■ Aim of the task
Count the lines in the entries below that contain the string "dark", treating case as significant, and reply with only that number.

##### Supplied entries

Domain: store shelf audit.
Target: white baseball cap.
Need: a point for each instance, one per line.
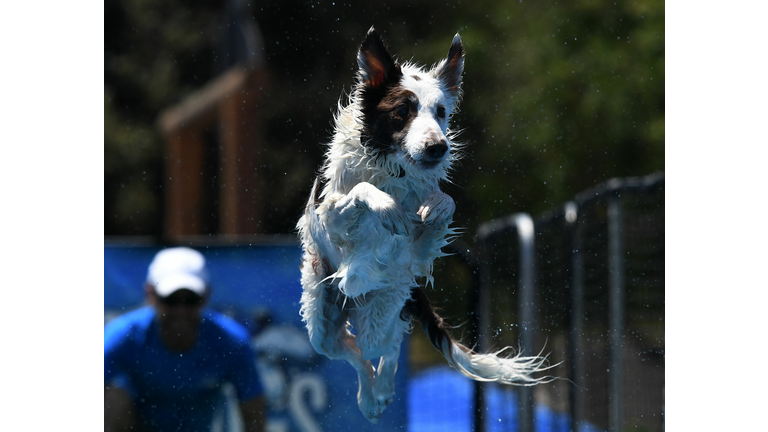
(178, 268)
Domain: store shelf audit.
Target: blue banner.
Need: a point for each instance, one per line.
(259, 285)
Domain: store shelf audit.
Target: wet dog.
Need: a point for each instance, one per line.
(376, 220)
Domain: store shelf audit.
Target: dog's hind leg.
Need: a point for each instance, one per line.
(384, 384)
(329, 334)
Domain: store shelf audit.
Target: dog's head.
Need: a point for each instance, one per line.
(406, 109)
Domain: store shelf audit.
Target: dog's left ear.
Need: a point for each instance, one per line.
(376, 64)
(450, 71)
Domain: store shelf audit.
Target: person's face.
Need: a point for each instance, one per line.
(179, 313)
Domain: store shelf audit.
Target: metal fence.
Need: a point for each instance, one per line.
(586, 284)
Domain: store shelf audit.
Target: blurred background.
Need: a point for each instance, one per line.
(558, 96)
(216, 115)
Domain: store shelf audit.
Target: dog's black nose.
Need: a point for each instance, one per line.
(436, 149)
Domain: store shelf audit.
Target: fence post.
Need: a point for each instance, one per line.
(526, 308)
(575, 348)
(616, 312)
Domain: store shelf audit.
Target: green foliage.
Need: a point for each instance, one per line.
(559, 96)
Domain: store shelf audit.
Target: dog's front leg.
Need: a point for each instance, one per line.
(437, 209)
(436, 213)
(345, 215)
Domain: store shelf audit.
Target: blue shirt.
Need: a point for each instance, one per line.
(178, 391)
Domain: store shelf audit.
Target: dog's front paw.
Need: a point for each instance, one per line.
(438, 209)
(388, 211)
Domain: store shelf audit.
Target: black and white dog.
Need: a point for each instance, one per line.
(376, 220)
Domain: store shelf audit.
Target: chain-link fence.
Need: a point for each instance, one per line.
(584, 283)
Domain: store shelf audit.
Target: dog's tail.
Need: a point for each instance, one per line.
(516, 370)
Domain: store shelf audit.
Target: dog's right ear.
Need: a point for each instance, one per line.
(376, 64)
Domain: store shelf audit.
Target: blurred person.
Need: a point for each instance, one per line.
(165, 363)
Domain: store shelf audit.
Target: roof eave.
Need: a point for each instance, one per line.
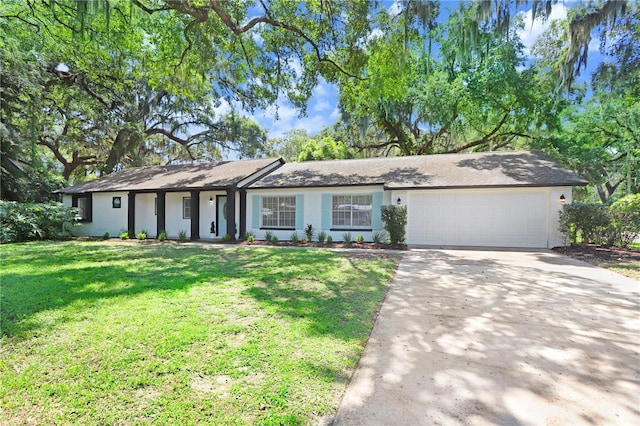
(503, 186)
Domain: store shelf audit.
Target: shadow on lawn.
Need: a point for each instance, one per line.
(282, 280)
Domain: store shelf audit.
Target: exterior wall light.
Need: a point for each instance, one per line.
(562, 200)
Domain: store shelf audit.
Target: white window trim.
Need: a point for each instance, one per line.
(278, 203)
(350, 226)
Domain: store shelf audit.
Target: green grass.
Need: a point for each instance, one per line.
(104, 332)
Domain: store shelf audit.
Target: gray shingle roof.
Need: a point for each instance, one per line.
(218, 175)
(486, 169)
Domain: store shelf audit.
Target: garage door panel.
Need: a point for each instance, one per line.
(509, 219)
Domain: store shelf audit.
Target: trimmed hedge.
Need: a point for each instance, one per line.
(395, 222)
(33, 221)
(618, 224)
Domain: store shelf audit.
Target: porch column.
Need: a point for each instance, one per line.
(131, 215)
(195, 215)
(231, 213)
(243, 213)
(161, 201)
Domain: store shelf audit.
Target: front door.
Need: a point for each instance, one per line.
(221, 215)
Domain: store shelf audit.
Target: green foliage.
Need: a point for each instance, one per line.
(294, 238)
(308, 232)
(625, 215)
(324, 149)
(322, 236)
(30, 221)
(590, 222)
(379, 237)
(395, 222)
(346, 238)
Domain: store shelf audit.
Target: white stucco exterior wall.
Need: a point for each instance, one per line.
(105, 218)
(555, 237)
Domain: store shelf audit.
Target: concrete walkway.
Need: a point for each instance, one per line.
(500, 337)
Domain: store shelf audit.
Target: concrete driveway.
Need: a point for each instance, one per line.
(500, 337)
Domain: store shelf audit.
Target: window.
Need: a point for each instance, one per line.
(186, 207)
(83, 211)
(351, 211)
(83, 204)
(279, 212)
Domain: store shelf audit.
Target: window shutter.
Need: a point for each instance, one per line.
(376, 214)
(255, 211)
(326, 212)
(299, 211)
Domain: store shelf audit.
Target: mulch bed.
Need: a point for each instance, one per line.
(598, 254)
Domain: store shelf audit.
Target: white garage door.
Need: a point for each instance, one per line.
(478, 218)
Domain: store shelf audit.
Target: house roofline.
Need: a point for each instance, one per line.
(344, 185)
(528, 185)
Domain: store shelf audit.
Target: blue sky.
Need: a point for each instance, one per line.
(323, 110)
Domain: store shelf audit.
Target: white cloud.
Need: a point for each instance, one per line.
(394, 9)
(322, 111)
(533, 29)
(321, 105)
(223, 108)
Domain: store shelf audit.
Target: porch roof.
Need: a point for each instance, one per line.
(214, 175)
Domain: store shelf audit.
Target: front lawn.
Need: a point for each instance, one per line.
(105, 333)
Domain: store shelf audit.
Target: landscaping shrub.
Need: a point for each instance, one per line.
(395, 222)
(294, 238)
(590, 222)
(35, 221)
(379, 237)
(308, 232)
(625, 219)
(346, 238)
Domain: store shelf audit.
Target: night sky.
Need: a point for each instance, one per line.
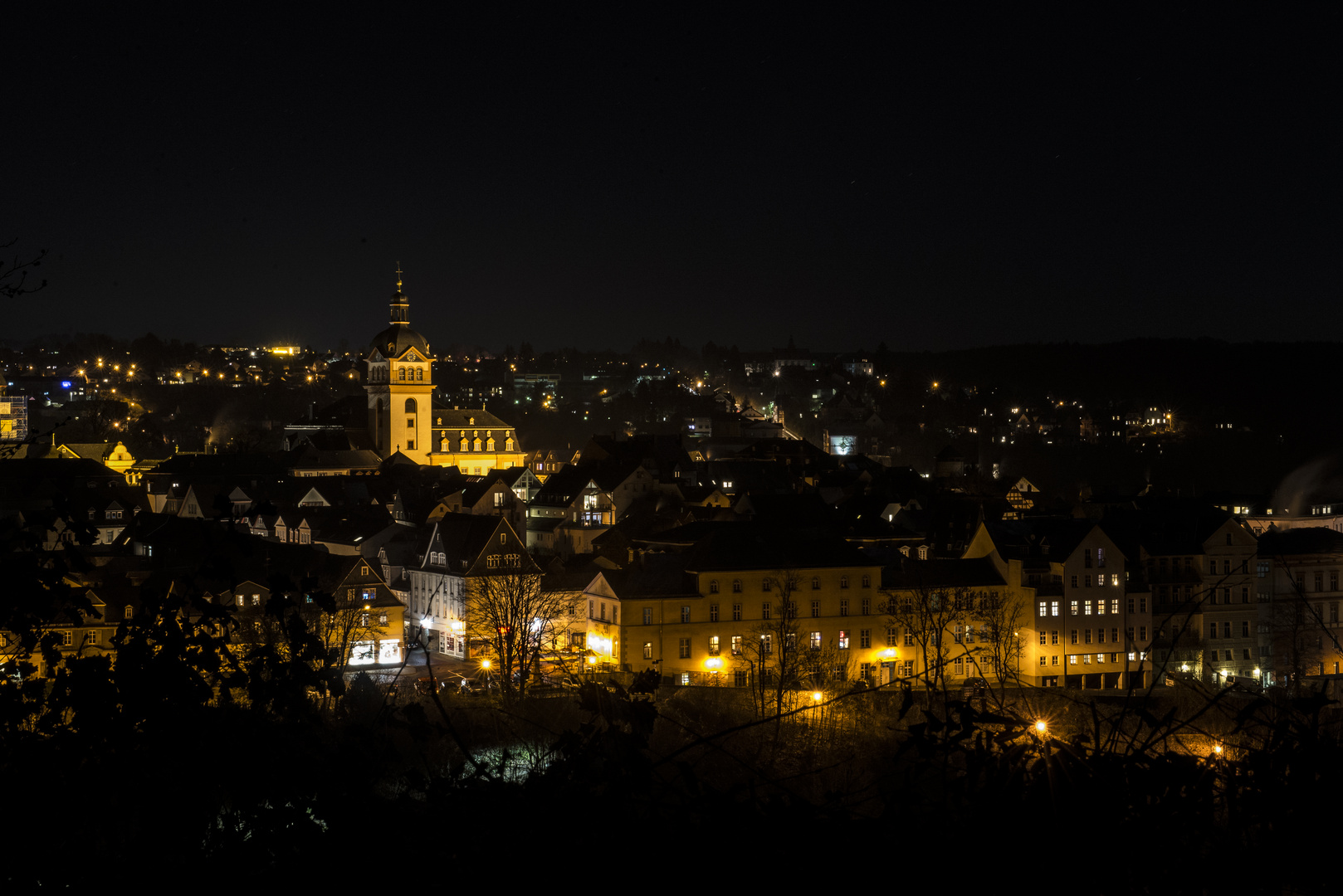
(590, 178)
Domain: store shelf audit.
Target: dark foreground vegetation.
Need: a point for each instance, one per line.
(189, 762)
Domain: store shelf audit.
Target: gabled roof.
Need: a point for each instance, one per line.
(754, 547)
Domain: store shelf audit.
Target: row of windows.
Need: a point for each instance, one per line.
(593, 611)
(1227, 629)
(767, 585)
(1086, 607)
(1099, 659)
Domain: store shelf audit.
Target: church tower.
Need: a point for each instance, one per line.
(400, 386)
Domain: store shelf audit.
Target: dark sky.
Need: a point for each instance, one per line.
(930, 179)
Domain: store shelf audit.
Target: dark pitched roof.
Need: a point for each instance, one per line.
(914, 574)
(1297, 542)
(752, 547)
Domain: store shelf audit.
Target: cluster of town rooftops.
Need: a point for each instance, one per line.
(667, 562)
(673, 559)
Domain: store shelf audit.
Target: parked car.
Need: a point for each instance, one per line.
(974, 688)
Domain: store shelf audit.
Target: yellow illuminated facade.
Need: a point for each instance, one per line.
(400, 386)
(474, 441)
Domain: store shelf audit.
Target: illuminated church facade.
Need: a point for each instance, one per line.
(402, 416)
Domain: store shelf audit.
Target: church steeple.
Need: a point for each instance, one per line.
(399, 306)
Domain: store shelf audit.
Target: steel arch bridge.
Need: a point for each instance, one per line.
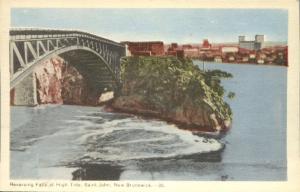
(97, 58)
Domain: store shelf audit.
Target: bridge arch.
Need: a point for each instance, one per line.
(97, 59)
(66, 53)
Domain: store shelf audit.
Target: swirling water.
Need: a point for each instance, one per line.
(58, 141)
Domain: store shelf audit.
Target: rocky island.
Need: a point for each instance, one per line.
(175, 90)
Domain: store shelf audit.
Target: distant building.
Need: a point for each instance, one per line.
(205, 45)
(191, 52)
(144, 48)
(229, 49)
(257, 44)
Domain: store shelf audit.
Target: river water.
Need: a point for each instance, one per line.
(80, 142)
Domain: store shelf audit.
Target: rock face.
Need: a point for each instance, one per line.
(58, 82)
(173, 90)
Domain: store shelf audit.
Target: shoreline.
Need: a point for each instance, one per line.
(149, 114)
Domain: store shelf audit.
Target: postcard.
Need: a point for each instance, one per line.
(150, 96)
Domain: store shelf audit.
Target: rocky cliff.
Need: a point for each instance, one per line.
(174, 90)
(58, 82)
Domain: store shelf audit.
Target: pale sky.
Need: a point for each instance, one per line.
(168, 25)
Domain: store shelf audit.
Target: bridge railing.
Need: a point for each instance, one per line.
(29, 45)
(26, 34)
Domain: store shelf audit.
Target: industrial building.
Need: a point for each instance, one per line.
(256, 45)
(144, 48)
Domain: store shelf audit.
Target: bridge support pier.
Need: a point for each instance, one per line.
(25, 93)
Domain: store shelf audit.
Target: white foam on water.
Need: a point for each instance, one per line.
(157, 140)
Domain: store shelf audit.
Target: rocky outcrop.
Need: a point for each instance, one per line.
(58, 82)
(173, 90)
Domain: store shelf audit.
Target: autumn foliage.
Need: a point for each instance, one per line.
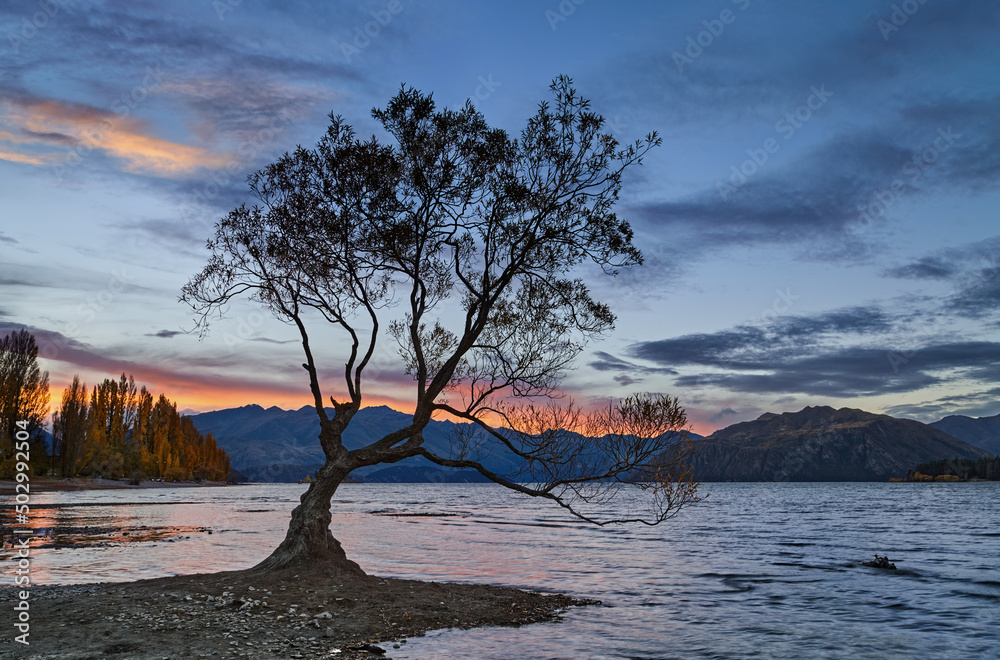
(120, 431)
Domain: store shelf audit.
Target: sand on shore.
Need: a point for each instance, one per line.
(240, 614)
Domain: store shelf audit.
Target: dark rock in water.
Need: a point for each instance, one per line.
(371, 648)
(880, 562)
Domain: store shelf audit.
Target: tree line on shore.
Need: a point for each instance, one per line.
(959, 469)
(112, 430)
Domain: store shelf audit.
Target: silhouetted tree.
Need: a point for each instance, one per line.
(24, 397)
(69, 428)
(477, 236)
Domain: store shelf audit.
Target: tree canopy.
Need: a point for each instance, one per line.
(464, 246)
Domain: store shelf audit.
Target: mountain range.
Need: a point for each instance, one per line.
(982, 432)
(824, 444)
(814, 444)
(276, 445)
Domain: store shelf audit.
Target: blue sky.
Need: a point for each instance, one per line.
(819, 225)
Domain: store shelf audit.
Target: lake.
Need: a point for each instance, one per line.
(755, 571)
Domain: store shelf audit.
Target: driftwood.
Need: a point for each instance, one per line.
(880, 562)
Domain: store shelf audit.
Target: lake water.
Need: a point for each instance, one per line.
(755, 571)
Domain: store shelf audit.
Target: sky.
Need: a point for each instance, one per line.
(820, 225)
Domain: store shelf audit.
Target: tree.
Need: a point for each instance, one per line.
(476, 236)
(69, 428)
(24, 395)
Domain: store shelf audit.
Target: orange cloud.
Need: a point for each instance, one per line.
(37, 126)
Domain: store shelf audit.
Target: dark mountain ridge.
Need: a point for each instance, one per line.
(283, 445)
(983, 432)
(823, 444)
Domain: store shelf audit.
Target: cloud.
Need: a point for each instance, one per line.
(983, 403)
(722, 414)
(742, 345)
(844, 353)
(608, 362)
(815, 197)
(121, 137)
(978, 295)
(925, 268)
(166, 334)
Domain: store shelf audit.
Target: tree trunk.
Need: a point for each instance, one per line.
(309, 545)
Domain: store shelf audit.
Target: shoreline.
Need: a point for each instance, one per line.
(50, 484)
(239, 614)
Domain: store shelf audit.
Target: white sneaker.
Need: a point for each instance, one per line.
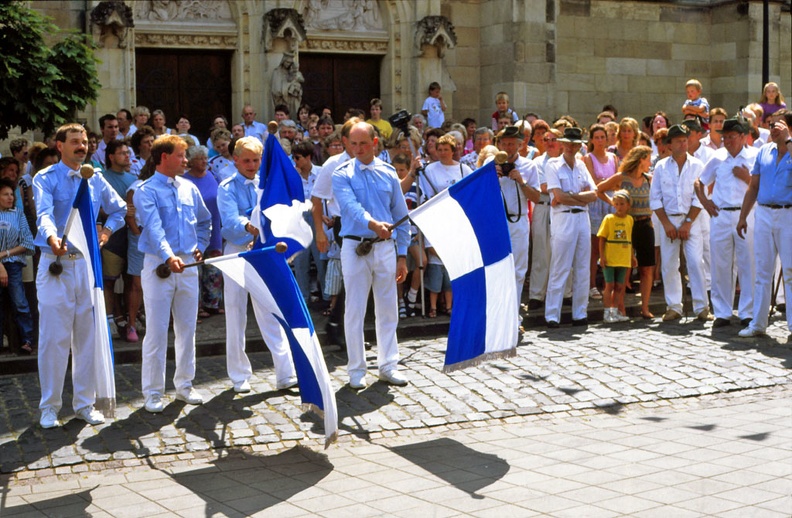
(49, 418)
(189, 396)
(394, 377)
(154, 403)
(287, 383)
(242, 387)
(357, 381)
(750, 332)
(90, 415)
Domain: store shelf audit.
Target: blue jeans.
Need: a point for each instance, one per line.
(16, 292)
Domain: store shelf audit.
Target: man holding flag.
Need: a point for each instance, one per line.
(176, 227)
(65, 305)
(371, 201)
(236, 200)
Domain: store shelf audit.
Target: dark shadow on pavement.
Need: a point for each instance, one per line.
(463, 467)
(243, 484)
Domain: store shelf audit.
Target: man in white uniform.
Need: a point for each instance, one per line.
(673, 200)
(729, 170)
(571, 187)
(236, 198)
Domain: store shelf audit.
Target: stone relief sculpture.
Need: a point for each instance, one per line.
(287, 83)
(346, 15)
(171, 10)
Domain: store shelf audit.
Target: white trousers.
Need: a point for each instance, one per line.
(376, 271)
(540, 252)
(773, 235)
(731, 251)
(237, 362)
(518, 233)
(65, 324)
(176, 295)
(570, 244)
(672, 280)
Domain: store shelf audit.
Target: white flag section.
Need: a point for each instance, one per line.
(82, 234)
(266, 275)
(466, 225)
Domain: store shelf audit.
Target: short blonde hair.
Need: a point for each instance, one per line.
(248, 144)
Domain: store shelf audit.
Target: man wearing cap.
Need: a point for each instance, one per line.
(771, 186)
(518, 185)
(572, 189)
(371, 201)
(672, 198)
(729, 170)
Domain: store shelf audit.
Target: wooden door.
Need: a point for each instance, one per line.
(194, 83)
(340, 81)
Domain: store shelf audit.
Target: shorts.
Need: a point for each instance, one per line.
(112, 264)
(436, 278)
(615, 274)
(134, 256)
(334, 280)
(643, 239)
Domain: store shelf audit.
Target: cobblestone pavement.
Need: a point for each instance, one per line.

##########

■ Full solution
6